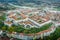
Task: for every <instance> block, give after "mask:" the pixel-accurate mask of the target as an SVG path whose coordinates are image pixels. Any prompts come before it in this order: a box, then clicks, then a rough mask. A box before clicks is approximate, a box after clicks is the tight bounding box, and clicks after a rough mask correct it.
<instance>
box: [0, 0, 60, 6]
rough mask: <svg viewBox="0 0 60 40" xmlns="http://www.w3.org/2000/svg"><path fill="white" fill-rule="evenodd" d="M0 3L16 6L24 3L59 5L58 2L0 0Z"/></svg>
mask: <svg viewBox="0 0 60 40" xmlns="http://www.w3.org/2000/svg"><path fill="white" fill-rule="evenodd" d="M0 2H1V3H6V4H7V3H13V4H17V5H22V4H25V3H34V4H37V5H41V4H48V5H55V6H59V5H60V0H0Z"/></svg>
——————
#### Your goal
Copy every line of the records above word for word, leaving out the pictures.

#### Written reply
Task: for every <instance> block, give after "mask:" the pixel-accurate mask of the target as an SVG path whose coordinates are image pixels. Any prompts come before it in this order: a box, then clicks, then a rough mask. A box before clicks is approximate, a box after clicks is the tight bounding box, and clicks after a rough mask correct it.
<instance>
box: [0, 0, 60, 6]
rough mask: <svg viewBox="0 0 60 40" xmlns="http://www.w3.org/2000/svg"><path fill="white" fill-rule="evenodd" d="M0 3L16 6L24 3L59 5L58 2L0 0Z"/></svg>
mask: <svg viewBox="0 0 60 40" xmlns="http://www.w3.org/2000/svg"><path fill="white" fill-rule="evenodd" d="M0 2H1V3H6V4H7V3H13V4H17V5H22V4H25V3H34V4H37V5H41V4H48V5H55V6H59V5H60V0H0Z"/></svg>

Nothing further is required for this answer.